_The task:_ All the data should come back exactly as it was given.

_Entries from a pointing dataset:_

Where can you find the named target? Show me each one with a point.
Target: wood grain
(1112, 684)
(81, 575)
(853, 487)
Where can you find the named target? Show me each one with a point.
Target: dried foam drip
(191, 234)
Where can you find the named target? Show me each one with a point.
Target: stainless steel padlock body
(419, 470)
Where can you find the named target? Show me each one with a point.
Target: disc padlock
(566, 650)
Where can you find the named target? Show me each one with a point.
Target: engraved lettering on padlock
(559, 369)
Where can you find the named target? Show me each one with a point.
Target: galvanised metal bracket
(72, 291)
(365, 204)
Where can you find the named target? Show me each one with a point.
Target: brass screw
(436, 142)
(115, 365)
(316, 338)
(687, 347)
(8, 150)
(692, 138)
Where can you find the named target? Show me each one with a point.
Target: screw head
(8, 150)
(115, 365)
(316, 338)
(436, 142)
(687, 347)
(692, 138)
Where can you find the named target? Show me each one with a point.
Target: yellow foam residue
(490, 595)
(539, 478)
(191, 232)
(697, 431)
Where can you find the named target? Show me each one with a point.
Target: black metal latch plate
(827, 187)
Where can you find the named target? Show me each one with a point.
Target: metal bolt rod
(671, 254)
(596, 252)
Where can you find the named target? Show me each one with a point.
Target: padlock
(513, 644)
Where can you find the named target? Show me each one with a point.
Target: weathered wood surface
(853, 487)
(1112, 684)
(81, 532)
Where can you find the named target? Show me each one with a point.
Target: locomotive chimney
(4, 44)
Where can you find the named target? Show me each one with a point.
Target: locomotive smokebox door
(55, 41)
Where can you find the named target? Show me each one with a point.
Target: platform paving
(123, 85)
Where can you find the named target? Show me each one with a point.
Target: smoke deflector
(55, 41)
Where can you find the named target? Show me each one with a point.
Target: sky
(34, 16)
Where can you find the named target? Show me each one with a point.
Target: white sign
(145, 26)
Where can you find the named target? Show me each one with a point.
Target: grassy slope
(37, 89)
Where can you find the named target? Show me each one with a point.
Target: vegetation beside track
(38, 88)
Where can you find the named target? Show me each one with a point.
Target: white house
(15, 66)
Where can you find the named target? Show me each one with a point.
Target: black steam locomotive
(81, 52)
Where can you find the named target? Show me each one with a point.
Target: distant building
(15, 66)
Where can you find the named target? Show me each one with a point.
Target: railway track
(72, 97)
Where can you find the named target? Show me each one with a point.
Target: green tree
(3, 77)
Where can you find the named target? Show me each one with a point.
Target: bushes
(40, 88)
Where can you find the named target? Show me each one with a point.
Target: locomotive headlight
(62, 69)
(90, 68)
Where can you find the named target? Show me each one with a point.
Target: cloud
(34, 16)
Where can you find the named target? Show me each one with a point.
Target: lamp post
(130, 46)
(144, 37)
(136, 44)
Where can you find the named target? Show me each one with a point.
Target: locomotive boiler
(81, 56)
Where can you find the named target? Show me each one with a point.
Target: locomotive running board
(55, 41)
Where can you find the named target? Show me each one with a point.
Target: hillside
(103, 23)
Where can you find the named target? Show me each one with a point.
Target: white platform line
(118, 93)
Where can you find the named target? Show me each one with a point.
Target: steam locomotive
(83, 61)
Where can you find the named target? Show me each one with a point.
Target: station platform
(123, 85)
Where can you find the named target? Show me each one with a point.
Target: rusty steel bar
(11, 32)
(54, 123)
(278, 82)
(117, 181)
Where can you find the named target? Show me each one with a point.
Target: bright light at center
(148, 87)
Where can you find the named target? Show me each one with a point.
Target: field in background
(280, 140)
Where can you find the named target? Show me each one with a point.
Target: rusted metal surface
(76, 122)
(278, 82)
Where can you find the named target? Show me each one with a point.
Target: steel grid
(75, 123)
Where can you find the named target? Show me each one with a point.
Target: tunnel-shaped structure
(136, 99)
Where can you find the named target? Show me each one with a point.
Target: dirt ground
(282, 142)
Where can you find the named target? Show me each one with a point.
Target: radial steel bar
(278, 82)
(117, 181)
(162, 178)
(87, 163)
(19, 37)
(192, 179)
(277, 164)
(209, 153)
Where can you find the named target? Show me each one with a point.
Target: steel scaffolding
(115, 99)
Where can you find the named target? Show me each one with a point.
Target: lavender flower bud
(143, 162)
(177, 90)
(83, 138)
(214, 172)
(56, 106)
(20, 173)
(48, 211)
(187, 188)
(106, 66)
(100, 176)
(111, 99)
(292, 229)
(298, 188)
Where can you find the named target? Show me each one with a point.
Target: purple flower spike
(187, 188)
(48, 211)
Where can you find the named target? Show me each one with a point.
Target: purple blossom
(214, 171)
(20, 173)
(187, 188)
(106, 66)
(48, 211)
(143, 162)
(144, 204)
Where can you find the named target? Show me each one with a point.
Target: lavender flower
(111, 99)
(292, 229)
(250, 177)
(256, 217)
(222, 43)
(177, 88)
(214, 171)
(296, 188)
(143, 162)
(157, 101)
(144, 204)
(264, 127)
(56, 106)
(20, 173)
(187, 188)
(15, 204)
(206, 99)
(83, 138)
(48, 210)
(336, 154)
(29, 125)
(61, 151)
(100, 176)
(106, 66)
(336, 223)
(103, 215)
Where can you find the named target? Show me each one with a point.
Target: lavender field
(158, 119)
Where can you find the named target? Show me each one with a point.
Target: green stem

_Expected answer:_
Where can you find the named target? Show me each one with a point.
Target: wood grain
(1112, 684)
(81, 575)
(853, 487)
Where can you find the named target? Show me each one with a point.
Target: dried foam drip
(191, 234)
Where can you find the named target? Show me each one with a point.
Target: stainless steel padlock body
(419, 470)
Where can you find the named target? Show me each one with a point.
Target: disc padlock
(566, 650)
Where can you find the named target? Show me each one with a point.
Target: engraved lettering on padlock
(559, 369)
Where can you find the named target? Show me each one with a point.
Target: galvanised metal bracket
(72, 291)
(365, 204)
Where can you find the named target? Show me each one with a point.
Target: brass screw
(436, 142)
(115, 365)
(316, 338)
(687, 347)
(8, 150)
(692, 138)
Where can you find the named target? Show me each one with a point.
Target: screw head
(8, 150)
(115, 365)
(316, 338)
(436, 142)
(687, 347)
(692, 138)
Where can you find the named target? Show me each one with a point.
Target: yellow foam residue
(490, 595)
(539, 478)
(191, 232)
(697, 431)
Where can you find the named target? Show me each one with a point.
Target: black metal latch plate
(827, 187)
Where can you find the named target? Show me each one with a point.
Target: metal bolt rod
(671, 254)
(596, 252)
Where can you find the named target? Show me each one with a point.
Target: padlock
(513, 644)
Where can you find the named target? Show me each one with a point.
Target: weathered wood surface
(853, 487)
(1112, 684)
(81, 532)
Where can you find the named target? Show me each one with a point.
Target: locomotive chimney
(4, 44)
Where can you find the named target? Show me each one with a point.
Target: locomotive smokebox door
(55, 41)
Where can you find the named target? Show me each one with a point.
Target: platform paving
(123, 85)
Where can you find the named target? Show me each one with a point.
Target: smoke deflector
(55, 41)
Where can you find the named target? Show me each one with a point.
Target: sky
(34, 16)
Where can you find the named target? Show me each one with a point.
Target: white sign
(145, 26)
Where can you find the named target? Show me each one with a point.
Target: grassy slope
(37, 89)
Where can you find the named target? Show me each one with a point.
Target: vegetation beside track
(38, 88)
Where can you find the named target? Show me each one with a point.
Target: white house
(15, 66)
Where can you find the named target? Show me each one with a point.
Target: black steam locomotive
(81, 52)
Where can you find the named target? Show me each one with a point.
Target: distant building
(15, 66)
Where can you find the named target? Show me each one with a point.
Target: railway track
(72, 97)
Where can you find the named target? Show me each one with a point.
Target: green tree
(3, 77)
Where can you find the named target? Show me each one with a point.
Target: bushes
(40, 88)
Where can you find the named target? Show me each one with a point.
Target: locomotive headlight
(62, 69)
(90, 68)
Where can you find the named target? Show me each one with a point.
Target: cloud
(34, 16)
Where can you find the named target? Show me each one with a point.
Target: lamp post
(130, 46)
(144, 37)
(136, 44)
Where can you find the named target? Show me each one with a point.
Target: locomotive boiler
(81, 56)
Where can you find the named target? Show me each one with a point.
Target: locomotive running board
(55, 41)
Where can you find the named target? Show me each one with a point.
Target: hillside
(103, 23)
Where can you find the named target? Show me each one with a point.
Target: white platform line
(118, 93)
Where can you find the named target? Show me each one with a point.
Target: steam locomotive
(83, 61)
Where can you find the named target? Show me each one with a point.
Target: station platform
(123, 85)
Where can you find the named target? Show me each one with a point.
Target: rusty steel bar
(11, 32)
(54, 123)
(278, 82)
(117, 181)
Where can you find the named target? Show me each one with a point.
Target: bright light at center
(148, 87)
Where can you find the named target? Show me each one with a point.
Target: field in background
(280, 140)
Where can you find the named target? Show me each one with a point.
Target: rusted metal surface
(76, 122)
(278, 82)
Where can you find the named target? Show me each one with a point.
Target: steel grid
(75, 123)
Where can you find the named target? Show me each one with a point.
Target: tunnel-shaped structure
(136, 99)
Where can you find the named target? Show me each one with a point.
Target: dirt ground
(282, 142)
Where can you find the named target? Show me each one with a point.
Target: radial steel bar
(278, 82)
(117, 181)
(162, 178)
(87, 163)
(19, 37)
(192, 179)
(277, 164)
(209, 153)
Where can you find the named target? Show me each one with a point.
Target: steel scaffolding
(115, 99)
Where can you find the named target? Show me each one with a point.
Target: lavender flower bud
(143, 162)
(177, 90)
(83, 138)
(214, 172)
(56, 106)
(20, 173)
(48, 211)
(187, 188)
(106, 66)
(100, 176)
(111, 99)
(292, 229)
(298, 188)
Where can you find the named target? Show me each one with a point.
Target: purple flower spike
(187, 188)
(48, 211)
Where can you find the named target? Show me each one with a point.
Target: purple blossom
(214, 171)
(20, 173)
(187, 188)
(106, 66)
(48, 211)
(143, 162)
(144, 204)
Where can you find the named target? Show me each one with a point.
Target: lavender flower
(111, 99)
(292, 229)
(250, 177)
(256, 217)
(222, 43)
(177, 88)
(214, 171)
(296, 188)
(143, 162)
(157, 101)
(144, 204)
(264, 127)
(56, 106)
(20, 173)
(187, 188)
(15, 204)
(206, 99)
(83, 138)
(48, 210)
(336, 154)
(29, 125)
(61, 151)
(100, 176)
(106, 66)
(336, 223)
(103, 215)
Where can you find the named target? Show me each one with a point.
Target: lavender field
(158, 119)
Where can you find the named target? Show me each one with a point.
Target: green stem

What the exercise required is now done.